**Passage provided:**

-=-=-

Scientific classification
- Kingdom: Animalia
- Phylum: Chordata
- Class: Aves
- Order: Gruiformes
- Family: Rallidae
- Genus: Aramides
- Species: A. saracura
- Binomial name: Aramides saracura (Spix, 1825)

= Slaty-breasted wood rail =

- Genus: Aramides
- Species: saracura
- Authority: (Spix, 1825)
- Conservation status: LC

Species of bird

The slaty-breasted wood rail (Aramides saracura) is a species of bird in the subfamily Rallinae of the rail, crake, and coot family Rallidae. It is found in Argentina, Brazil, and Paraguay.

==Taxonomy and systematics==

The slaty-breasted wood rail is monotypic.

==Description==

The slaty-breasted wood rail is 34 to 37 cm long; one male weighed 540 g. The sexes are alike. Adults have a green bill with a bluish base, a red eye, and reddish- to yellowish brown legs and feet. Most of their head and their throat, breast, and belly are slate gray. Their nape and shoulders are chestnut, their back olive, and their tail black. Immatures and juveniles have not been described.

==Distribution and habitat==

The slaty-breasted wood rail is found in southeastern Brazil from southern Minas Gerais and Espírito Santo south and west into eastern Paraguay and northeastern Argentina. It generally inhabits somewhat wet forest and woodland, often in swampy areas or along streams, but usually avoids open marshes.

-=-=-

**Record extracts:**
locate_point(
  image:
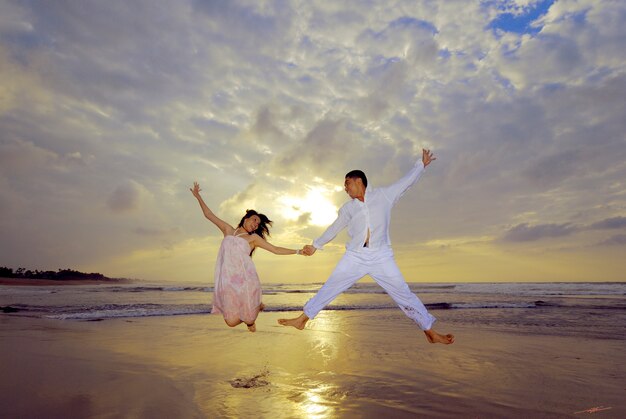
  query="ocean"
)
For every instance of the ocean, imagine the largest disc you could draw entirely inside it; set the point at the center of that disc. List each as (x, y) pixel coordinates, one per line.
(587, 309)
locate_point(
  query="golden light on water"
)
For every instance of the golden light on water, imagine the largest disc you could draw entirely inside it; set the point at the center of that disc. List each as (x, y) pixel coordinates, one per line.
(315, 405)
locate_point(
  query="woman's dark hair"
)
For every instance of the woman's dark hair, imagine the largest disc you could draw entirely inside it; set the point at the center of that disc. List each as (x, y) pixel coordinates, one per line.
(357, 174)
(263, 229)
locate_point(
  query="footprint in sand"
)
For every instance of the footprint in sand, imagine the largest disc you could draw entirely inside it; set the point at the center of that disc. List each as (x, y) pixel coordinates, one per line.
(259, 380)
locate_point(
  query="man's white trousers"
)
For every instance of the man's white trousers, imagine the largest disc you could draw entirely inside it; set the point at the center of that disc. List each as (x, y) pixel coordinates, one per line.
(381, 266)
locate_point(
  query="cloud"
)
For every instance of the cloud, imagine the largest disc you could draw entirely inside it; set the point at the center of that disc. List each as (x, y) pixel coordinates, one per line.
(125, 197)
(610, 223)
(525, 232)
(126, 104)
(616, 240)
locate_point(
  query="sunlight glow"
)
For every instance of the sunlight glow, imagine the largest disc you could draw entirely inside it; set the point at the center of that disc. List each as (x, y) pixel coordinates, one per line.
(316, 202)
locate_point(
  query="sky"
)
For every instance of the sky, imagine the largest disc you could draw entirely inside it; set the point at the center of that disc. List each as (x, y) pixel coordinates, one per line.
(109, 111)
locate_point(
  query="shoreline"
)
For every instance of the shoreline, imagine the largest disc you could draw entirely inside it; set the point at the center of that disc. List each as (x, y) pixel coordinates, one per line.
(57, 282)
(345, 364)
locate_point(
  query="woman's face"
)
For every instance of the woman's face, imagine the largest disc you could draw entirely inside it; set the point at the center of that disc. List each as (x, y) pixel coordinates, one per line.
(250, 224)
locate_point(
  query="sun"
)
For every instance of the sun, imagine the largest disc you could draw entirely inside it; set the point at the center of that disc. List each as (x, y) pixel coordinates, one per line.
(316, 202)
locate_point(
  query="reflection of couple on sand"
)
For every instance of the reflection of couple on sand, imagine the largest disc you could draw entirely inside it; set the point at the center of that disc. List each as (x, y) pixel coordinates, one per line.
(367, 216)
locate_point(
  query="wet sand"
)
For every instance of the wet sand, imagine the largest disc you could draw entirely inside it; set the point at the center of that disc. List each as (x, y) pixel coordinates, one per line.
(366, 364)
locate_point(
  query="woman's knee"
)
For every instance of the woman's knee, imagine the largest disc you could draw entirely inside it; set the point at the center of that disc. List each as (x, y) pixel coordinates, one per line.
(232, 321)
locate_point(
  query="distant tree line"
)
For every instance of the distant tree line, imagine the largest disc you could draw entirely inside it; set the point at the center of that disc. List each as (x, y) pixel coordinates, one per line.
(60, 275)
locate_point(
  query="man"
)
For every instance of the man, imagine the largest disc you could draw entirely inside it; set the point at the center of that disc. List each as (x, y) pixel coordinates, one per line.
(367, 216)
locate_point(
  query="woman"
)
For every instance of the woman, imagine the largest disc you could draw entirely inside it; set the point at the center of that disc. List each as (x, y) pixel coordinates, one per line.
(237, 290)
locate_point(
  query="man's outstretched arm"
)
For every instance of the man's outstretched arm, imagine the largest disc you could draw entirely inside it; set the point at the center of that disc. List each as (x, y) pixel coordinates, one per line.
(397, 189)
(339, 224)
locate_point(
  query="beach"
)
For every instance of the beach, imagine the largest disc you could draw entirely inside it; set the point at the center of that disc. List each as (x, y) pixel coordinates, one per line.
(357, 363)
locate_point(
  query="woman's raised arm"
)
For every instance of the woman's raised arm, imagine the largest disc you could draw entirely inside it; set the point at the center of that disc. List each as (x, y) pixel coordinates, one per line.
(221, 224)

-=-=-

**Action item A:** According to the passage about the slaty-breasted wood rail, what kind of habitat does this bird usually avoid?
**Action item B:** Carry on the passage about the slaty-breasted wood rail from the point where it stops.

**Answer area A:** Open marshes.

**Answer area B:**
==Behavior==
===Movement===

The slaty-breasted wood rail appears to be a year-round resident throughout its range.

===Feeding===

Usually feeds earthworms, beetle larvae and other small insects.

===Breeding===

The slaty-breasted wood rail's breeding season has not been fully defined but appears to include at least November to February. One nest is known; it was in a thick bush and held four or five eggs. Nothing else is known about the species' breeding biology.

===Vocalization===

The slaty-breasted rail mostly calls during the day. It makes a "[v]ariety of loud, resounding, noisy cries, including 'po-quit kwaa kwaa kwaa', 'po-peek' and 'po-pereek'", often for many minutes and usually in a duet. Another vocalization is "an irritated, rapidly repeated series of 'quir' notes".

==Status==

The IUCN has assessed the slaty-breasted wood rail as being of Least Concern. It has a large range, but its population size is not known and is believed to be decreasing. No immediate threats have been identified. Its status in most of its range is uncertain. "Because of this, and because nothing is known of its natural history, [the] species should probably be classified as a Data Deficient species."